- _Text segment_:
--------------------------------------------------

# Albanian: flas



## 123xyz

Could someone tell me whether the admirative form of the verb "flas" is "fliskam" or "folkam"? I have encountered both forms on different websites but I don't know how reliable the sources they came from are, so I don't know whether both are valid or if not, which one is. If both are valid, which is more common? Also, is it generally common for a verb to have two different admirative forms?

Thank you in advance


----------



## AgonSK

Hi, "folkam" is the admirative used in the northern dialects (gheg). I suppose so because my dialect is gheg and we say "folkam". 
As for "fliskam" (probably tosk dialect) I think it could be correct as well, given that I've heard the admirative of the verb to speak for the 3rd person singular, which is "fliska".


----------



## 123xyz

While waiting to get a reply here, I've also asked this question on an Albanian forum I found, and there, I was told that "folkam" is the correct form, whereas "fliskam" is some street jargon, - you can look at the thread here (there are lots of other discussions in it, but you can look at the first few posts). What do you think about this?

Anyway, in regard to the admirative in general, isn't it formed with the root of the past participle? I've observed such a pattern so far, and it would account for "folkam" as opposed to "fliskam" very conveniently:* 

folur* > *fol-* > *folkam*

P.S. I'm learning the literary language, so I suppose that I'm interested in Tosk, the base thereof, rather than Gheg.

--------------------------------------------------

- _Data provided_:
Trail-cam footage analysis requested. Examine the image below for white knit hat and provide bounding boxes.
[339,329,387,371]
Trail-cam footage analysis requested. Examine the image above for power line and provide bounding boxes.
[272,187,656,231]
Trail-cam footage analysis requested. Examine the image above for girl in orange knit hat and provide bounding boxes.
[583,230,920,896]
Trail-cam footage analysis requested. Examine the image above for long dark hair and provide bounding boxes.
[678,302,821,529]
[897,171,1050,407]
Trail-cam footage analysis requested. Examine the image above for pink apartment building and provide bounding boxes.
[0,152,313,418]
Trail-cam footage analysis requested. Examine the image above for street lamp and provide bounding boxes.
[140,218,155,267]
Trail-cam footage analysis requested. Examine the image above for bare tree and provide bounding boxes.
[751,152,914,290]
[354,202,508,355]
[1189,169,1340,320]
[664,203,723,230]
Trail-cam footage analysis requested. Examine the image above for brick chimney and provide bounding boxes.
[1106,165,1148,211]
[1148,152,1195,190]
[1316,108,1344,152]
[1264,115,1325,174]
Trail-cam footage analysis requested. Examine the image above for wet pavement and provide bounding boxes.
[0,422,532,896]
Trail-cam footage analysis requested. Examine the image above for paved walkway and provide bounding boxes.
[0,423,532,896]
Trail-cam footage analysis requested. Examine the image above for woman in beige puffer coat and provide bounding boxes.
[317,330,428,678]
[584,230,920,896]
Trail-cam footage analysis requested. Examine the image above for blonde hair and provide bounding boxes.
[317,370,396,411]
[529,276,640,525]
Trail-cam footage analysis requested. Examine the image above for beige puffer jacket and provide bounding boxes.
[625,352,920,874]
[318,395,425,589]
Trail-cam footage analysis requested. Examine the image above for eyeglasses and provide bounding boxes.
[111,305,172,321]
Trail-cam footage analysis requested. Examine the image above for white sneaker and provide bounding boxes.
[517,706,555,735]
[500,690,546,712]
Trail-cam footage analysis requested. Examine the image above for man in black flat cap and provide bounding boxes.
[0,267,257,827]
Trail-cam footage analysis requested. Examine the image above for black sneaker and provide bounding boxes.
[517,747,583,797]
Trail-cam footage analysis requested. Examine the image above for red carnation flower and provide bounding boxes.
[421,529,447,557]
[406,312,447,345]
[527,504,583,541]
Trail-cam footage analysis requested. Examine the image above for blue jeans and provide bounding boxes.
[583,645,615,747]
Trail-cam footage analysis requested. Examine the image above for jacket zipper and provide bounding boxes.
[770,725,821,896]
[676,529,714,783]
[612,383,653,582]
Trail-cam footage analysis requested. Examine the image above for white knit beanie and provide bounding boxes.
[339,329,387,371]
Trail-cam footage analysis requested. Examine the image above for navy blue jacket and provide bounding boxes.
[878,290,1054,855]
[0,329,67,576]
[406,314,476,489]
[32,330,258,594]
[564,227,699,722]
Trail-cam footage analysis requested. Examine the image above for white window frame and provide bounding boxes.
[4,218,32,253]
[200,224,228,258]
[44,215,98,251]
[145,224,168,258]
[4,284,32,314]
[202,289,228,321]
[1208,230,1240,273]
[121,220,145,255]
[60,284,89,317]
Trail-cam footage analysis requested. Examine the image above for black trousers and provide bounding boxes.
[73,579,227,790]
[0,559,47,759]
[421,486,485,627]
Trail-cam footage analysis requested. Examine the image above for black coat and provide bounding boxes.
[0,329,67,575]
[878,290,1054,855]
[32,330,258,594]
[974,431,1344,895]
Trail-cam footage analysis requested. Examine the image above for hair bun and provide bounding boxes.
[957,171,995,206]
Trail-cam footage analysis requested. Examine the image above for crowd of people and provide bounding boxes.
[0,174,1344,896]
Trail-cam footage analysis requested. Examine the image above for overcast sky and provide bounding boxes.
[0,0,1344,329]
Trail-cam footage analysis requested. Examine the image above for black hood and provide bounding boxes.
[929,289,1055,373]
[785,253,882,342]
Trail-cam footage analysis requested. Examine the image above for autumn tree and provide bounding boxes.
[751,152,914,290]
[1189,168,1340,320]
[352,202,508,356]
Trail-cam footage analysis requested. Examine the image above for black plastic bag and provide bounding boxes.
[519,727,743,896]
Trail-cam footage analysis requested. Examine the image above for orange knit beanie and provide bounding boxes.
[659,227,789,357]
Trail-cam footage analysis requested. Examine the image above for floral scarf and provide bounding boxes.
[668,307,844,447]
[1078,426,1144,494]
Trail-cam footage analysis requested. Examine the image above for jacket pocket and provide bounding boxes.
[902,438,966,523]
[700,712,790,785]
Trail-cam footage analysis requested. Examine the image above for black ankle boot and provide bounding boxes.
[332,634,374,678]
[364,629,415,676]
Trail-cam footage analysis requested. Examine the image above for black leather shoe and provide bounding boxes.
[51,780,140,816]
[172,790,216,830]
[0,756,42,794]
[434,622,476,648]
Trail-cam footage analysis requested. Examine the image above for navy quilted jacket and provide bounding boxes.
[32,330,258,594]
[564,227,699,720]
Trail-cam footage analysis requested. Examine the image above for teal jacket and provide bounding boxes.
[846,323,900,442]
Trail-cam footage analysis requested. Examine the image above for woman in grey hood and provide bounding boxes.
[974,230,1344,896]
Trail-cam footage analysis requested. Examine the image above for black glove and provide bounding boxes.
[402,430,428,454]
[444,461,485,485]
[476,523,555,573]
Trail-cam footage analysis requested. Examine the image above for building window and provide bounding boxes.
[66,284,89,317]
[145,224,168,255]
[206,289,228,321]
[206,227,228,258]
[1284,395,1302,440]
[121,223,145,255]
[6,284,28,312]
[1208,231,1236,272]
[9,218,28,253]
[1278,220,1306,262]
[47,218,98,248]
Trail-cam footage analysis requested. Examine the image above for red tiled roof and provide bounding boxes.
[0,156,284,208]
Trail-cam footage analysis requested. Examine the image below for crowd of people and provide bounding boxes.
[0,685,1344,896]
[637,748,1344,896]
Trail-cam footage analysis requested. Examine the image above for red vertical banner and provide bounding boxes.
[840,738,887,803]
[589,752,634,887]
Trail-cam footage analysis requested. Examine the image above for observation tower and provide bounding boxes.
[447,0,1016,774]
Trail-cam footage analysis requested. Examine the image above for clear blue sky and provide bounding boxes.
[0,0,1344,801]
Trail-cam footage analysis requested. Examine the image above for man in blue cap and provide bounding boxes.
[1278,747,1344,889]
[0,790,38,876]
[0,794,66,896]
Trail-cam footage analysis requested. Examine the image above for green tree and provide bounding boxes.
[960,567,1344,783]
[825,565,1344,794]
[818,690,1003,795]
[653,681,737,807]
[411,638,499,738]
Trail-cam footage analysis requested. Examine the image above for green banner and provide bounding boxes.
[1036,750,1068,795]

--------------------------------------------------

- _Task to complete_:
In the thread on the Albanian verb "flas", which dialect does AgonSK say uses the admirative "folkam"? The entries come from a separate source unrelated to the thread.

- _Written response_:
The northern dialects (Gheg).